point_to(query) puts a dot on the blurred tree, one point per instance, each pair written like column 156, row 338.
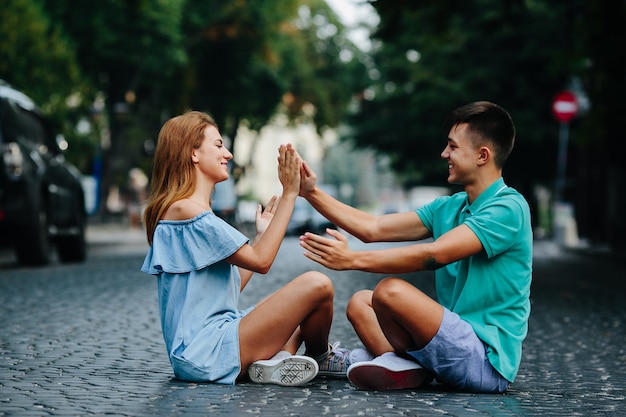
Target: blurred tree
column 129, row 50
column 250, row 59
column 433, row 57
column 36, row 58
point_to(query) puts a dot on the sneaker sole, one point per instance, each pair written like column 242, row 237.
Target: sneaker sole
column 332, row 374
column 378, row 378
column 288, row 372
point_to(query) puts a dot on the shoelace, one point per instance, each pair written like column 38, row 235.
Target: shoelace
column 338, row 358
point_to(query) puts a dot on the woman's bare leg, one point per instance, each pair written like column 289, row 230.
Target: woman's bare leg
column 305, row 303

==

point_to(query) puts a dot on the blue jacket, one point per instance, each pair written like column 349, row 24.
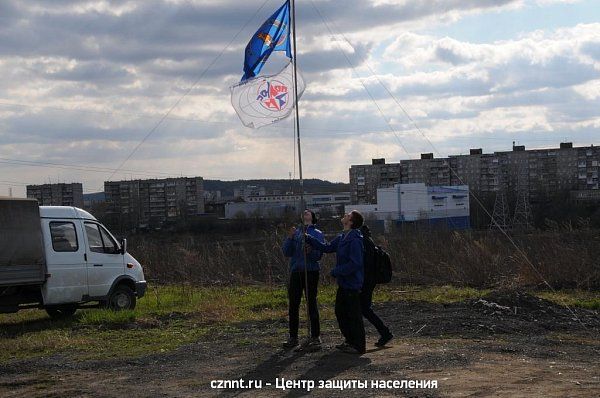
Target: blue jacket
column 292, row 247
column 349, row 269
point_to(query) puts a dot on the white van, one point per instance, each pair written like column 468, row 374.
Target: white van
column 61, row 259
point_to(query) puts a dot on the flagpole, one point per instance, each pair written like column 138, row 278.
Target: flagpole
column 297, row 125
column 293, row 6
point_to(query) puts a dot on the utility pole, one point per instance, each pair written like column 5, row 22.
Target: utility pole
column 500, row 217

*Your goal*. What is wanted is an exact copy of the lines above from the one containing "point_to(query) puts a dot on the blurred" through the one containing "point_to(query) puts a dot on the shoelace, one", with no pictures in it.

*Result*.
point_to(query) puts a dot on the blurred tree, one point per instance, each pair written like column 156, row 338.
Target: blurred tree
column 129, row 50
column 250, row 59
column 433, row 57
column 36, row 58
point_to(query) puts a dot on the sneaker sole, one point per instance, each pair written like column 242, row 237.
Target: sneaker sole
column 332, row 374
column 378, row 378
column 288, row 372
point_to(query) puts a dot on the shoelace, one point per instance, each pair written like column 38, row 235.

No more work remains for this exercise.